▶ [RECORDS]:
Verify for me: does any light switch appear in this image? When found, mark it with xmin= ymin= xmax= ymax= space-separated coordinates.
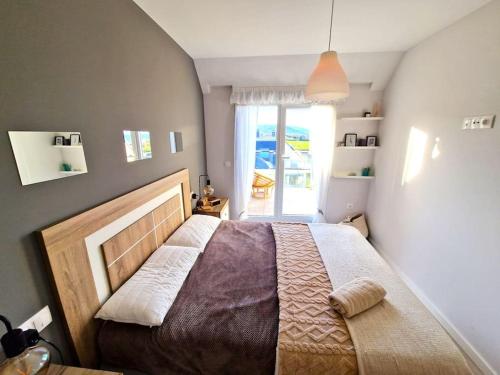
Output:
xmin=19 ymin=306 xmax=52 ymax=332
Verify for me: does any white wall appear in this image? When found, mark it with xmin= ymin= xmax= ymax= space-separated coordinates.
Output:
xmin=326 ymin=85 xmax=383 ymax=223
xmin=368 ymin=0 xmax=500 ymax=371
xmin=203 ymin=85 xmax=382 ymax=222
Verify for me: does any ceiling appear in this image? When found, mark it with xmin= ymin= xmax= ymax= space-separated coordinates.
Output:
xmin=135 ymin=0 xmax=489 ymax=59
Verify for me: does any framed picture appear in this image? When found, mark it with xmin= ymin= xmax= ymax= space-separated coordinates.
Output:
xmin=69 ymin=133 xmax=80 ymax=146
xmin=344 ymin=133 xmax=358 ymax=147
xmin=366 ymin=135 xmax=377 ymax=147
xmin=54 ymin=135 xmax=64 ymax=146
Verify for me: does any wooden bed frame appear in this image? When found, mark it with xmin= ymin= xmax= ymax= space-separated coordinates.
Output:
xmin=40 ymin=169 xmax=192 ymax=368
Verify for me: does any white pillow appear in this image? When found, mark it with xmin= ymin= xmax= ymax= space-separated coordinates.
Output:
xmin=165 ymin=215 xmax=222 ymax=252
xmin=95 ymin=245 xmax=199 ymax=326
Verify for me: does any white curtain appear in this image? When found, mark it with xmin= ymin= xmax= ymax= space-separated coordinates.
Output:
xmin=310 ymin=105 xmax=336 ymax=222
xmin=234 ymin=105 xmax=259 ymax=219
xmin=230 ymin=86 xmax=307 ymax=105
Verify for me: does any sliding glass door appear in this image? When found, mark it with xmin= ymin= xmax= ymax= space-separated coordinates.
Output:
xmin=247 ymin=106 xmax=316 ymax=219
xmin=278 ymin=107 xmax=316 ymax=216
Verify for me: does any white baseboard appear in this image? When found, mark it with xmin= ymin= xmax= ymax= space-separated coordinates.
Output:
xmin=370 ymin=239 xmax=498 ymax=375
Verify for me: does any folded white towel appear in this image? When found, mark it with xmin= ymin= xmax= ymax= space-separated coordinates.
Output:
xmin=328 ymin=277 xmax=386 ymax=318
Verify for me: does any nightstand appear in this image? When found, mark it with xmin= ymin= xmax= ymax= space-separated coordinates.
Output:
xmin=193 ymin=198 xmax=229 ymax=220
xmin=46 ymin=364 xmax=123 ymax=375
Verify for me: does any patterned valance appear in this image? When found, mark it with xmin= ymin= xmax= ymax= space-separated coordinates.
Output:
xmin=230 ymin=86 xmax=309 ymax=105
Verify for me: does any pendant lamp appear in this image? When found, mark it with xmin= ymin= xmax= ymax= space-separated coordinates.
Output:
xmin=305 ymin=0 xmax=349 ymax=103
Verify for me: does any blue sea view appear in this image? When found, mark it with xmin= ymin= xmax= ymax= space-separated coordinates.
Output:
xmin=255 ymin=125 xmax=309 ymax=169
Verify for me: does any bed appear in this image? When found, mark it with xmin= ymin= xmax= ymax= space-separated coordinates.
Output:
xmin=41 ymin=170 xmax=470 ymax=374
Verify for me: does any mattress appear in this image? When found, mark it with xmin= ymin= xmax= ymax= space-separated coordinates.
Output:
xmin=98 ymin=221 xmax=279 ymax=375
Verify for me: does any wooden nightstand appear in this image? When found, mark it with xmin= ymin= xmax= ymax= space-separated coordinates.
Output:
xmin=193 ymin=198 xmax=229 ymax=220
xmin=46 ymin=364 xmax=123 ymax=375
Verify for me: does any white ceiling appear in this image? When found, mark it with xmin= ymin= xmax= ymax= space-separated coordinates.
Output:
xmin=134 ymin=0 xmax=490 ymax=93
xmin=194 ymin=52 xmax=403 ymax=94
xmin=135 ymin=0 xmax=489 ymax=59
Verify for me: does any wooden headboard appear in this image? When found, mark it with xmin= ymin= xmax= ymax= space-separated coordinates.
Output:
xmin=40 ymin=169 xmax=191 ymax=367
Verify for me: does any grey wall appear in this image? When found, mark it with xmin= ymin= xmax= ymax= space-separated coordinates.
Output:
xmin=0 ymin=0 xmax=205 ymax=364
xmin=203 ymin=86 xmax=238 ymax=219
xmin=368 ymin=0 xmax=500 ymax=371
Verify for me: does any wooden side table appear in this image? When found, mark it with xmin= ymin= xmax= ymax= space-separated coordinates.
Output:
xmin=46 ymin=364 xmax=123 ymax=375
xmin=193 ymin=198 xmax=229 ymax=220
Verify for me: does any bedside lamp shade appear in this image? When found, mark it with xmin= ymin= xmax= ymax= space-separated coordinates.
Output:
xmin=305 ymin=51 xmax=349 ymax=102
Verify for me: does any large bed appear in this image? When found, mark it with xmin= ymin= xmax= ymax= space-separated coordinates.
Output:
xmin=41 ymin=170 xmax=470 ymax=374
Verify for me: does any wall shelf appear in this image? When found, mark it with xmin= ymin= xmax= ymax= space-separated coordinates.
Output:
xmin=336 ymin=146 xmax=380 ymax=151
xmin=333 ymin=174 xmax=375 ymax=180
xmin=337 ymin=117 xmax=384 ymax=121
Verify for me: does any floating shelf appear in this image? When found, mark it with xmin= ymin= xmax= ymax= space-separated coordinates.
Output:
xmin=337 ymin=117 xmax=384 ymax=121
xmin=333 ymin=174 xmax=375 ymax=180
xmin=52 ymin=145 xmax=83 ymax=148
xmin=336 ymin=146 xmax=380 ymax=150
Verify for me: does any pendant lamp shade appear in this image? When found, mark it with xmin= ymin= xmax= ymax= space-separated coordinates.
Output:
xmin=305 ymin=51 xmax=349 ymax=102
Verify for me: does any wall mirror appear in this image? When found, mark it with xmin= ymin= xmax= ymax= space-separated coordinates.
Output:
xmin=170 ymin=132 xmax=183 ymax=154
xmin=9 ymin=131 xmax=87 ymax=185
xmin=123 ymin=130 xmax=153 ymax=163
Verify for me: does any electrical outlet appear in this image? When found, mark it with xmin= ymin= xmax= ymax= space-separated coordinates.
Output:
xmin=19 ymin=306 xmax=52 ymax=332
xmin=462 ymin=115 xmax=495 ymax=130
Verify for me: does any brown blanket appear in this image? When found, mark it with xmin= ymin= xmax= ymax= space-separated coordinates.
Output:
xmin=98 ymin=221 xmax=278 ymax=375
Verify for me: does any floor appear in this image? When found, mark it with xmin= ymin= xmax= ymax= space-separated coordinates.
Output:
xmin=247 ymin=187 xmax=316 ymax=216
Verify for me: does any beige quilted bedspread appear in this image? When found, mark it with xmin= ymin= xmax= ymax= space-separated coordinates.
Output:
xmin=272 ymin=223 xmax=358 ymax=375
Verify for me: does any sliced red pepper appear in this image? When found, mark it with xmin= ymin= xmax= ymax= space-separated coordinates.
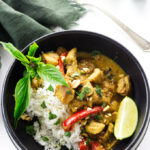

▶ [GIVEN INSTRUCTION]: Could you reproduce the part that opens with the line containing "Verify for me: does any wall shelf" and closes with the line containing "xmin=98 ymin=221 xmax=278 ymax=375", requests included, shifting every coordinate in the bounding boxes up by 3?

▶ [EXPECTED ANSWER]:
Verify for me: does any wall shelf appear in this image? When found, mark it with xmin= ymin= xmax= ymax= space-separated coordinates.
Output:
xmin=339 ymin=149 xmax=383 ymax=154
xmin=336 ymin=177 xmax=378 ymax=183
xmin=340 ymin=120 xmax=387 ymax=124
Verify for me: does any floating shelf appear in this image? When found, mark it with xmin= ymin= xmax= ymax= space-separated coordinates.
Output:
xmin=340 ymin=120 xmax=387 ymax=124
xmin=336 ymin=177 xmax=378 ymax=183
xmin=55 ymin=148 xmax=86 ymax=151
xmin=339 ymin=149 xmax=383 ymax=153
Verify for me: does any pendant lamp shade appear in this image? When found, mark it with xmin= ymin= xmax= ymax= space-separated coordinates.
Output:
xmin=308 ymin=54 xmax=352 ymax=105
Verify for me: does any wall mirror appear in this image? When found, mark it with xmin= ymin= xmax= ymax= space-separated coordinates.
Output:
xmin=173 ymin=135 xmax=186 ymax=157
xmin=12 ymin=134 xmax=90 ymax=188
xmin=126 ymin=133 xmax=156 ymax=166
Verify for me: does any electrical outlet appear in this image? When found, mark it with xmin= ymin= xmax= ymax= space-separated coordinates.
Output:
xmin=22 ymin=309 xmax=55 ymax=335
xmin=465 ymin=118 xmax=498 ymax=133
Verify for me: does any brown blanket appear in this image? When found, mark it with xmin= ymin= xmax= ymax= space-separated coordinates.
Output:
xmin=101 ymin=224 xmax=281 ymax=378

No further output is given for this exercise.